→ BRIEF: Copy out everything from "Smart medicine can" down to "particular genetic profiles." in the smart-medicine article, swapping "screening" for "testing".

→ EXTRACTED TEXT:

§

The Smart-Medicine Solution to the Health-Care Crisis
Our health-care system won’t be fixed by insurance reform. To contain costs and improve results, we need to move aggressively to adopt the tools of information-age medicine
We do more than 125 million ultrasound scans a year in the U.S., at an average charge of well over $800—that’s $100 billion. But we now have ultrasound probes that connect with a smartphone and provide exquisite resolution comparable to hospital lab machines. It is possible to examine any part of the body (except the brain) simply by connecting the probe to the base of a smartphone and putting a little gel on the probe’s tip. When I first got a smartphone ultrasound probe last year, I did a head-to-toe “medical selfie,” imaging everything from my sinuses and thyroid to my heart, lungs, liver, gallbladder, aorta and left foot.
That experience came in handy when I recently developed pain in my flank. Seeing my very dilated kidney on my smartphone screen helped to confirm the diagnosis that I had a kidney stone. The CT scan later ordered by my doctor showed a nearly identical image, but the charge for that was $2,200. If this single tool was used in a typical office visit, a large proportion of expensive and unnecessary formal scans could be avoided.
Smart medicine can also bring some sanity to how we handle medical screening, which today results in an epidemic of misdiagnoses and unnecessary procedures and treatments. The leading culprits are routine tests for breast and prostate cancer for individuals at low risk for these diseases. Because the tests have such extraordinarily high rates of false positives, they result all too often in biopsies, radiation and surgery for people in no medical danger.
.. Routine use of individual genetic information could also allow us to prescribe drugs more effectively, avoiding the waste, in clinical time and in money, caused by medications that misfire. More than 130 drugs in common use have an FDA label for DNA data—that is, they provide peer-reviewed research instructing doctors about dosage, side effects and potential responsiveness for patients with particular genetic profiles.
.. So why have we been so slow to adopt and encourage these potential solutions? Medicine is hard to change, especially when reforms threaten established modes of payment and the customary control of patients. And like everyone else, doctors are seldom eager for extensive new training. But our current course of medical spending and practice is unsustainable, and no change in how we handle health insurance is likely to alter that reality.

§

Saved data entries
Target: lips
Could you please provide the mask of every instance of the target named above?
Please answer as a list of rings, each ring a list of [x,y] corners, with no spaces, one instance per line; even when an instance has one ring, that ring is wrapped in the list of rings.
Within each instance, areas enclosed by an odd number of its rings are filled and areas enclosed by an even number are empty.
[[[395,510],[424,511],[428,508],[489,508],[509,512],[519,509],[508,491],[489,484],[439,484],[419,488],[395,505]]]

§

→ TASK ANSWER:
Smart medicine can also bring some sanity to how we handle medical testing, which today results in an epidemic of misdiagnoses and unnecessary procedures and treatments. The leading culprits are routine tests for breast and prostate cancer for individuals at low risk for these diseases. Because the tests have such extraordinarily high rates of false positives, they result all too often in biopsies, radiation and surgery for people in no medical danger.
.. Routine use of individual genetic information could also allow us to prescribe drugs more effectively, avoiding the waste, in clinical time and in money, caused by medications that misfire. More than 130 drugs in common use have an FDA label for DNA data—that is, they provide peer-reviewed research instructing doctors about dosage, side effects and potential responsiveness for patients with particular genetic profiles.